_Goal_. Beginning at the line that contains "Q: Place a marker on the apartment" and continuing through the end of the records, reproduce those lines with "multi-lane road" changed to "divided highway" and all other text left unchanged.

_Given data_.

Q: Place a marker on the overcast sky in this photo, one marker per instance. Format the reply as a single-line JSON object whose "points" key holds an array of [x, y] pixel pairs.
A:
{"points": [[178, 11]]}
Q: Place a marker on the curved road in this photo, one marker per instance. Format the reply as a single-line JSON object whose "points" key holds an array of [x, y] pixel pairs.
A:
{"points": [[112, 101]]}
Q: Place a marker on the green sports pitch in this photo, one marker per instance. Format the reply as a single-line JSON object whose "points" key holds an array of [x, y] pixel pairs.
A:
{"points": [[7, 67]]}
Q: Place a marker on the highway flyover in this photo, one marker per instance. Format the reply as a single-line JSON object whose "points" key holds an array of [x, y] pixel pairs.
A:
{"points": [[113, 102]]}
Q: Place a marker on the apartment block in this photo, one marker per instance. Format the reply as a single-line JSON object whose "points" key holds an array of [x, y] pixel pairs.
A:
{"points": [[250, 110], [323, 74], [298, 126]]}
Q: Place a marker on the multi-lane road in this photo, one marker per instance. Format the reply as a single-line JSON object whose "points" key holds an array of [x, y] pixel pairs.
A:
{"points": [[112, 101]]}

_Response_.
Q: Place a marker on the apartment block in this photo, one marker per instance. Format the reply as a single-line JSON object whose "points" key holds an array of [x, y] pixel pairs.
A:
{"points": [[250, 110], [323, 74], [298, 126]]}
Q: Place a marker on the divided highway in this photo, one marker per instance. Format the reply as a single-line JSON object whose "points" key holds an array of [x, y] pixel pairs.
A:
{"points": [[112, 101]]}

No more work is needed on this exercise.